Extract each line from the records below that contains the string "glow". Case counts.
______________________________
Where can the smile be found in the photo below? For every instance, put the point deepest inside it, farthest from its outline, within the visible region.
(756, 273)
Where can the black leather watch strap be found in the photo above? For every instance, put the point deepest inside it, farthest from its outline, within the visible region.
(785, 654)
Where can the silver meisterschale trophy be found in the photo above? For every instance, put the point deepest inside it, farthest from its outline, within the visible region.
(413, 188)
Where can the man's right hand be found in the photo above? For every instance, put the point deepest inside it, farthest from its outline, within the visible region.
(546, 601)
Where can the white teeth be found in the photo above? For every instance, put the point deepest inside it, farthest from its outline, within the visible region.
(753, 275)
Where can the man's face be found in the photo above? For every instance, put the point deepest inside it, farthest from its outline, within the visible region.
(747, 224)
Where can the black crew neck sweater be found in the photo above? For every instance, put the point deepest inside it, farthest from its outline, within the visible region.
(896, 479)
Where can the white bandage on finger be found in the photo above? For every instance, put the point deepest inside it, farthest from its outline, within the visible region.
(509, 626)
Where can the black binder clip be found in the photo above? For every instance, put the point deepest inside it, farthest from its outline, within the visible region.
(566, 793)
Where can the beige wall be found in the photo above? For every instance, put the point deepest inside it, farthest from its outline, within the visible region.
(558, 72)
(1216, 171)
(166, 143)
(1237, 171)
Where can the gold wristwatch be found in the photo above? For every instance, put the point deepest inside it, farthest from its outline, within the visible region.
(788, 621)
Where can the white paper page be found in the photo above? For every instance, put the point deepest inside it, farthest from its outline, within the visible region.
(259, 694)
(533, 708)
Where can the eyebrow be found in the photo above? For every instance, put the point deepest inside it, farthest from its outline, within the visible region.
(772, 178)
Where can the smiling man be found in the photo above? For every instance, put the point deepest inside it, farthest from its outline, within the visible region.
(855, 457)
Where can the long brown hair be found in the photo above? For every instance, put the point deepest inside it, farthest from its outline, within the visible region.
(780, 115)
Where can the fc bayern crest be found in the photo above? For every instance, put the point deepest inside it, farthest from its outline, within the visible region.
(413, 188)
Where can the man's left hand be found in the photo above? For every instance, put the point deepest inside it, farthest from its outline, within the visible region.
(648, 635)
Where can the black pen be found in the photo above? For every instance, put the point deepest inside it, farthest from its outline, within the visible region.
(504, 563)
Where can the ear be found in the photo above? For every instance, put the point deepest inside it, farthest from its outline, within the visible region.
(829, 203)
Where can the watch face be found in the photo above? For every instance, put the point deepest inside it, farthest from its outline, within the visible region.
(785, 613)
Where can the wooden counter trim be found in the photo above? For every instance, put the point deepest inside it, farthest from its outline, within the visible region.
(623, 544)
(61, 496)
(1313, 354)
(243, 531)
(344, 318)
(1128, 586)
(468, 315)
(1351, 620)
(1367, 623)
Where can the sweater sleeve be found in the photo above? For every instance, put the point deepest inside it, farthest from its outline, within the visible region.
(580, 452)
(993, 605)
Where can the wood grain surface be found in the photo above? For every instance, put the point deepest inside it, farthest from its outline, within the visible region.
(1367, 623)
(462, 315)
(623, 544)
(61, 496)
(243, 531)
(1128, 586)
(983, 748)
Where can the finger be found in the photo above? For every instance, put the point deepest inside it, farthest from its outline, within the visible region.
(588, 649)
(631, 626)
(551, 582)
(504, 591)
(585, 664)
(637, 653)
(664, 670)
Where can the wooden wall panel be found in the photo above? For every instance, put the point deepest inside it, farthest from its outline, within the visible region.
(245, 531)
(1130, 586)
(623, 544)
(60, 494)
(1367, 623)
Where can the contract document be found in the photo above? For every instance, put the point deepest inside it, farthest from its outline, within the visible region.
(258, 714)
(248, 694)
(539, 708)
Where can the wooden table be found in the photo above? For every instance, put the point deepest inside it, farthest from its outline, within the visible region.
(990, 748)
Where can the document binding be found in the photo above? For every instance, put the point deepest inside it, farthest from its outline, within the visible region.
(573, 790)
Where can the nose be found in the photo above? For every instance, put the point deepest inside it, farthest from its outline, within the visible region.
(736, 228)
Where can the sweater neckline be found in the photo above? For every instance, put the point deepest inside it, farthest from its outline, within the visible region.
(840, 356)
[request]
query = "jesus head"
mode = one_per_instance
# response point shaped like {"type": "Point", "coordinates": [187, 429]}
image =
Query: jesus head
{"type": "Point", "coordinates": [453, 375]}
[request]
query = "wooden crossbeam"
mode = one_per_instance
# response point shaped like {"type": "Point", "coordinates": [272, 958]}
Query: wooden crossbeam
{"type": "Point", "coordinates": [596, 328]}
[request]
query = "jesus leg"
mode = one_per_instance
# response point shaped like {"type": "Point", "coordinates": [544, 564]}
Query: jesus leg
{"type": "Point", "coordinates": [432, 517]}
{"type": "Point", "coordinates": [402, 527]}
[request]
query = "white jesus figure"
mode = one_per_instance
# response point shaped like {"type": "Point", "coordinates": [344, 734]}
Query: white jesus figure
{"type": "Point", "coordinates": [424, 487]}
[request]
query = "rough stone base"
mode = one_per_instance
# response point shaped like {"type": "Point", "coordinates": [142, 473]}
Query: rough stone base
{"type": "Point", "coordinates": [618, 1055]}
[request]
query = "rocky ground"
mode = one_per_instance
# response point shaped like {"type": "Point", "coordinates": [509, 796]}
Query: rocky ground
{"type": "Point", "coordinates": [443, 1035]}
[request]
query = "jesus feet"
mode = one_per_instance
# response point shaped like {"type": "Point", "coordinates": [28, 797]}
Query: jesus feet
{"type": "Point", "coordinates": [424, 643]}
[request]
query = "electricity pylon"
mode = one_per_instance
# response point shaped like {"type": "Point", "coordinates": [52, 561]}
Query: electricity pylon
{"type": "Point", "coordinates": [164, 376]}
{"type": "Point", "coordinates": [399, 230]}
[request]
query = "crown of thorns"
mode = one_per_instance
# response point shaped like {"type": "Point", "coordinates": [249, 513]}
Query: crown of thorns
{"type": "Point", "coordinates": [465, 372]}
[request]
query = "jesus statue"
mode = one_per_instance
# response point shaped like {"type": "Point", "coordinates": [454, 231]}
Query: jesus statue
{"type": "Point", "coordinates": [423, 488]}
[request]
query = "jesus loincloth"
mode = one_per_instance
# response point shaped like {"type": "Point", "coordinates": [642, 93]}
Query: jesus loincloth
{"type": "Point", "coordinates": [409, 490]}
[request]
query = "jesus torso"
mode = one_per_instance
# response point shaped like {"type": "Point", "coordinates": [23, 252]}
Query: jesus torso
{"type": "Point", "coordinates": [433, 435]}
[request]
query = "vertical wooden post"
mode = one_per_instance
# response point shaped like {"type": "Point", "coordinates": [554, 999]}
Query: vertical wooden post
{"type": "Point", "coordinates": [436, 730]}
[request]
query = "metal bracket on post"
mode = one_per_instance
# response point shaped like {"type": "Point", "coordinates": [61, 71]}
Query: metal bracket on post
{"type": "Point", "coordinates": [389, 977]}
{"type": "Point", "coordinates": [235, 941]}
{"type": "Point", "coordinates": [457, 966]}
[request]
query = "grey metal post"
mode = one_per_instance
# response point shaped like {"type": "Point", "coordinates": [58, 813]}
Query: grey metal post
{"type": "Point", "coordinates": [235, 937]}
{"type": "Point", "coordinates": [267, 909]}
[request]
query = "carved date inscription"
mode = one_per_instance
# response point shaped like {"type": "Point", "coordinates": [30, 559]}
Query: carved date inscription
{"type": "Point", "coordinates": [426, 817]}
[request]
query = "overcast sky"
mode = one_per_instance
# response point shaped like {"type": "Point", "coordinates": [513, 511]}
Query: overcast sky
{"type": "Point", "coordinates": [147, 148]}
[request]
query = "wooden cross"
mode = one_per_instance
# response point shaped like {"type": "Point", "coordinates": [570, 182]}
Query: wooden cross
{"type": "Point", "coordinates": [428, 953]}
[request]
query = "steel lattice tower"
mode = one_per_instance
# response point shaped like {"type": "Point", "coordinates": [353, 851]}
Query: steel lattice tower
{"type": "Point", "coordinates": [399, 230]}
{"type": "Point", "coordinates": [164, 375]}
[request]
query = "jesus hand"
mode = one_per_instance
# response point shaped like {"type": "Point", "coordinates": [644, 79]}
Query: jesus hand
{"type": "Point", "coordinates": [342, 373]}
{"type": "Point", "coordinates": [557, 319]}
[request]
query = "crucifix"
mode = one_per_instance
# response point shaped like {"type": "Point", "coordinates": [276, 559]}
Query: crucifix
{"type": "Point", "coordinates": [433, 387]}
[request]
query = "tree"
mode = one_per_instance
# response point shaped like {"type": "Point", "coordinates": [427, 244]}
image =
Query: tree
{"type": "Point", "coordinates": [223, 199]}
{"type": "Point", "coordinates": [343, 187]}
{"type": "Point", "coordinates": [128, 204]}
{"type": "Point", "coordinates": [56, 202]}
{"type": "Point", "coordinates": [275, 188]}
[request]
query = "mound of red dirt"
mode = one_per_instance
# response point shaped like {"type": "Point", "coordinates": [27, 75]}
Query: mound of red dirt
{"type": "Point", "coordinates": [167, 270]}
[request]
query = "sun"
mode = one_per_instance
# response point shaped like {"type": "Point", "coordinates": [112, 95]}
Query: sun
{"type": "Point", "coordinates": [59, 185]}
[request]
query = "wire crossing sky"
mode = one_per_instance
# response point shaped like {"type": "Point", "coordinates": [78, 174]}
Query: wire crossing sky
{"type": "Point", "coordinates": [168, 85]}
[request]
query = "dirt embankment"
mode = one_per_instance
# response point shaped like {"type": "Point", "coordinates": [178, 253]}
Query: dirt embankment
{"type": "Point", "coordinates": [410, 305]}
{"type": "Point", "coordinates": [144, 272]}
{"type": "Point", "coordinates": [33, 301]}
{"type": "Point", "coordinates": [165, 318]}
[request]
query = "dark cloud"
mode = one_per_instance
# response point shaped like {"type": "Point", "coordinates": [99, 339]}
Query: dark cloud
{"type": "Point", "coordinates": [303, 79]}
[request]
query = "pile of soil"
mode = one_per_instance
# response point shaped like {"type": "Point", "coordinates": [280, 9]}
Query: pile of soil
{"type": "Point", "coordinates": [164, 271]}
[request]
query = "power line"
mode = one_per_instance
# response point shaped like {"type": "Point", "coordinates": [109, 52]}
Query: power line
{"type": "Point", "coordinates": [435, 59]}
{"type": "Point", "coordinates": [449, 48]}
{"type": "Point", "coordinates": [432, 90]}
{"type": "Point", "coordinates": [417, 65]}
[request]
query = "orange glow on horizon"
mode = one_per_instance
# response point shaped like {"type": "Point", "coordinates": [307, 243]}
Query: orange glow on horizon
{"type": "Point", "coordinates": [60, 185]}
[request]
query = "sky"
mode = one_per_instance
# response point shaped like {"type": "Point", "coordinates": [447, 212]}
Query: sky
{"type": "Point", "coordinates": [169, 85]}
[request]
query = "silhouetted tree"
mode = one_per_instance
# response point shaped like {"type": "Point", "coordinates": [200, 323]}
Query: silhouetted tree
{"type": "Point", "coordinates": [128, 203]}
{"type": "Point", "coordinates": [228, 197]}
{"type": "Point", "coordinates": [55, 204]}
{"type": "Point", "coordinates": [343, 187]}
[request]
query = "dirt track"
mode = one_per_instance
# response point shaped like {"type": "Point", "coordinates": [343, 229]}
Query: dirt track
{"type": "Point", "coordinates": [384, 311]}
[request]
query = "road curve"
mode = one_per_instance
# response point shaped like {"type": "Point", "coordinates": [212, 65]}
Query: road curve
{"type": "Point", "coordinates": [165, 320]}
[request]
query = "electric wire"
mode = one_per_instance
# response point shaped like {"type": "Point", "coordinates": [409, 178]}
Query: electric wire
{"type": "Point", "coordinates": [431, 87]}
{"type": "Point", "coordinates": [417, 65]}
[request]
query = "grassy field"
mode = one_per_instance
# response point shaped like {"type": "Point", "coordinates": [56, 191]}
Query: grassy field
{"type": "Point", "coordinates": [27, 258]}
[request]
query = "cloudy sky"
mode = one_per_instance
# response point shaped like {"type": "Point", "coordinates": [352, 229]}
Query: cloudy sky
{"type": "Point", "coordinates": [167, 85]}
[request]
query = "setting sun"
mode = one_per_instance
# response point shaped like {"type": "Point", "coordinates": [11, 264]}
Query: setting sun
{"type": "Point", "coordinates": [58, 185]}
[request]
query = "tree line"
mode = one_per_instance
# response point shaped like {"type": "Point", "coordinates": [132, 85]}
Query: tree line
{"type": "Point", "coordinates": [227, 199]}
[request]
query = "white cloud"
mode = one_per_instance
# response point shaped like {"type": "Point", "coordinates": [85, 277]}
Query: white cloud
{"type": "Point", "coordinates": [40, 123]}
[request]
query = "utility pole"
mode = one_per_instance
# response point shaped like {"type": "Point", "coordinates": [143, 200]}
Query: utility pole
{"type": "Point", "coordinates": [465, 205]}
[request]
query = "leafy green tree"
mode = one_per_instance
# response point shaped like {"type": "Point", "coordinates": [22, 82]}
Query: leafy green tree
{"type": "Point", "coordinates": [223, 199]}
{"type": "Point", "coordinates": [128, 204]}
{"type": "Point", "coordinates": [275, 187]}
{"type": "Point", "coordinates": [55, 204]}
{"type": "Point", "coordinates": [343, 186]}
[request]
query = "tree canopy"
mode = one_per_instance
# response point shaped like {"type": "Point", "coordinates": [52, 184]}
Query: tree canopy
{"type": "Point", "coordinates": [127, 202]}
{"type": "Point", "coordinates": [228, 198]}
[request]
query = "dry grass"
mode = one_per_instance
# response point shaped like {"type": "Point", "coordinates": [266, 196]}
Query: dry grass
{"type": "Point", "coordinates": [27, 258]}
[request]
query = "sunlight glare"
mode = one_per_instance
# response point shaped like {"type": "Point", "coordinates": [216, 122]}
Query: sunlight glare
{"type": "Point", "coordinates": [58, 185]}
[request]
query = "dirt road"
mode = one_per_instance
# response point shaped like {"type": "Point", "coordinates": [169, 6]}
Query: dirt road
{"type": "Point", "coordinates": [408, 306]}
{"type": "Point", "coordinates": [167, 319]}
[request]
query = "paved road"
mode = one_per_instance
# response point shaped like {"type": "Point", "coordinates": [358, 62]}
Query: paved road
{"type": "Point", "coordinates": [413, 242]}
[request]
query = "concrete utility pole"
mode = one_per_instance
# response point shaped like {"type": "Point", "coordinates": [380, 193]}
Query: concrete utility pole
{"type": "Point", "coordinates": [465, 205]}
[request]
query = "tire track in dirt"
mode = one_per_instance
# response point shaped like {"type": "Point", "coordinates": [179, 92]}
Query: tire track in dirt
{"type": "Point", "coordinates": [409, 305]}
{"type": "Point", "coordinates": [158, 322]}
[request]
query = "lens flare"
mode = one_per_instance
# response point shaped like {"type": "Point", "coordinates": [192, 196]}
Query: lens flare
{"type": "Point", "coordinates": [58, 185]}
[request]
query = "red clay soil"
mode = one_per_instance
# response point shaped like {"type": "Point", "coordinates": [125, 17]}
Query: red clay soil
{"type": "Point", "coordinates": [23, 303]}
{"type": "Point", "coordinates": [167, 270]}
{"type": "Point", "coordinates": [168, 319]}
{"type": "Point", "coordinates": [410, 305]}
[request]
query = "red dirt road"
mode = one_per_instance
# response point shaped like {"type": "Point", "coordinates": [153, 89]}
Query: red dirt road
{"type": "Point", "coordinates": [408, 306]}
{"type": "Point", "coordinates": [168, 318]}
______________________________
Expected answer ▸
query = "orange glow on horizon"
Query: orange glow on horizon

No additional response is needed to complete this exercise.